**What is needed:**
The entries below are to be repeated verbatim, in full.

**Record extracts:**

········

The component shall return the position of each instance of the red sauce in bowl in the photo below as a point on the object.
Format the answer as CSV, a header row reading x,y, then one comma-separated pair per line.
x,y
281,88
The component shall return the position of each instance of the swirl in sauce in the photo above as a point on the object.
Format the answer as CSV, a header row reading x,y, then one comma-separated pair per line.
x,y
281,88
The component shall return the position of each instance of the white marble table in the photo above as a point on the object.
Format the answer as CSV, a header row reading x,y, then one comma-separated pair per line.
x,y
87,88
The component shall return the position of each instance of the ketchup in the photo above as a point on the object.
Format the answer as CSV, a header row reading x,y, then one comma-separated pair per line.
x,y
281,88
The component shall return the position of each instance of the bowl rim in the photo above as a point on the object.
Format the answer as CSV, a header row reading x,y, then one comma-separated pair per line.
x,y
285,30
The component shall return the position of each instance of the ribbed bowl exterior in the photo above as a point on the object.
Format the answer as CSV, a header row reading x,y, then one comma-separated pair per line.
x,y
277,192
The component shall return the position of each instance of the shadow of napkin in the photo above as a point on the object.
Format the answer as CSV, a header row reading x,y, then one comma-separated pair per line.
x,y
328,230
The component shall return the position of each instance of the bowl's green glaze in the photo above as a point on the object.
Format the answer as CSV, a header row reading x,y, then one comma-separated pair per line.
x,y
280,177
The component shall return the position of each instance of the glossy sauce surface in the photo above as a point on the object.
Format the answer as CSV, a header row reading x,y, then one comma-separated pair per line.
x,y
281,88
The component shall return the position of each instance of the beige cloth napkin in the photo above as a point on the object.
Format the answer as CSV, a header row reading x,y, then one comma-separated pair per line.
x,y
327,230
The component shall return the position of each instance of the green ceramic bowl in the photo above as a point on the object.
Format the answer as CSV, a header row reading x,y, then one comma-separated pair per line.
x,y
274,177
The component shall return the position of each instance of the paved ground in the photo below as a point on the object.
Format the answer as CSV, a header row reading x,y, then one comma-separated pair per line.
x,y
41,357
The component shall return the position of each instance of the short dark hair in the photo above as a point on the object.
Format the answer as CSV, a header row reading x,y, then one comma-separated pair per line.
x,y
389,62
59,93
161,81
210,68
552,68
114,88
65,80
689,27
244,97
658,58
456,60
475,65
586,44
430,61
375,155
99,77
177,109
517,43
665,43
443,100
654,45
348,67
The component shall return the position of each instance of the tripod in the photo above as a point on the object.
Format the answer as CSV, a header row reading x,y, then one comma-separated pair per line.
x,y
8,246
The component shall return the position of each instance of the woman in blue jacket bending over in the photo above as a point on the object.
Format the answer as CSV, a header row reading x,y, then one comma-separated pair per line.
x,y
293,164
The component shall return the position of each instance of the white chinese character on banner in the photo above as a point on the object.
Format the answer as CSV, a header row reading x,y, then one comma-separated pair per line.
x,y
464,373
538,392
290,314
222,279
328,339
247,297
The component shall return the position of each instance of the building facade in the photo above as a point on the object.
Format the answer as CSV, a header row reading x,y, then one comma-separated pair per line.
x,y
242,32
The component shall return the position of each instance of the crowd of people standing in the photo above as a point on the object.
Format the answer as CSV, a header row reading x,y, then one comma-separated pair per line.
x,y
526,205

········

**Response:**
The component shall return the position of each instance of the red sauce in bowl in the photo below as a point on the object.
Format the answer as CSV, a header row reading x,y, then one comma-separated pair per line.
x,y
281,88
The component shall return the position of each instance of the swirl in sauce in the photo above as a point on the object.
Format the answer as CSV, a header row reading x,y, then one comma-separated pair per line.
x,y
281,88
The component shall return the position of each instance of the white marble table in the photo above as a point on the object.
Format the answer as CSV, a header row reading x,y, then one comma-separated pair per line.
x,y
87,88
The component shall return the position of each instance of the ketchup in the photo above as a point on the object.
Format the answer as CSV, a header row reading x,y, then one comma-separated pair per line.
x,y
281,88
The component shall return the position of each instance of the bowl rim in the photo above as a point on the object.
Format the answer as CSV, a header row reading x,y, then one comma-separated pair per line.
x,y
285,30
The component shall return the position of each instance of the ribbed bowl exterior in the photo above as a point on the object.
Format the answer as CSV, a header row reading x,y, then one comma-separated pair per line.
x,y
277,192
The component shall return the position of each instance of the shadow of napkin in the photo above as a point on the object.
Format the answer as CSV, a header row reading x,y, then one comma-separated pair per line.
x,y
328,230
The component shall return the position of each instance of the bowl's green glaze in the photo above as a point on the object.
Format the answer as CSV, a header row reading x,y, then one comma-separated pair per line.
x,y
280,177
The component shall return the position of each instance of the glossy sauce surface in the photo above as a point on the object.
Format the answer as CSV, a header row reading x,y, then one comma-separated pair per line.
x,y
281,88
The component shall return the position of each instance of the beige cloth napkin in the photo above as a point on the object.
Format the answer as CSV, a header row reading x,y, then one comma-separated pair per line.
x,y
327,230
The component shall return the position of each instance of the green ceramic bowl in the photo above as a point on the object.
Format the answer as CSV, a header row reading x,y, then one comma-separated pair per line.
x,y
274,177
The component shall return the position of each instance of the paved ground in the photo below as a point on the object.
Format the answer as CSV, a header row reading x,y, then one comma-separated pair per line.
x,y
41,357
The component shall return the position of each instance of the short dark hair in the photo above as a point on the object.
Format the answer as CSV, a header row reading x,y, then one comma-separated pair per line.
x,y
389,62
59,93
161,81
210,68
552,68
114,88
65,80
689,27
244,97
658,58
456,60
475,65
586,44
430,61
375,155
99,77
177,109
517,43
665,43
443,100
654,45
348,67
The component shall return the position of each instance of the tripod in the photo above as a point on the object.
Format the answer as CSV, a header row reading x,y, then one comma-separated pair per line.
x,y
8,246
The component shall return the position of each instance of the woman in blue jacket bending over in the photo above as a point on the object.
Format the answer as CSV, a header row reading x,y, then one comma-separated pair per line.
x,y
293,164
The component shall return the position of each instance of the white chinese character on banner in the photo above as a point on the object.
Format the answer as CSV, a header row reading x,y, then one comma-separated pair per line.
x,y
464,373
538,392
290,314
222,279
328,339
247,297
The component shall return the position of each instance of the building facade in the photo above as a point on the object.
Format the answer as CSV, a header row reading x,y, then one comma-separated pair per line.
x,y
242,32
The component shall return the position of each instance of the crowd of people standing in the photo above as a point on the object.
Format the answer as CSV, a header row reading x,y, then one comma-separated pair per line.
x,y
526,205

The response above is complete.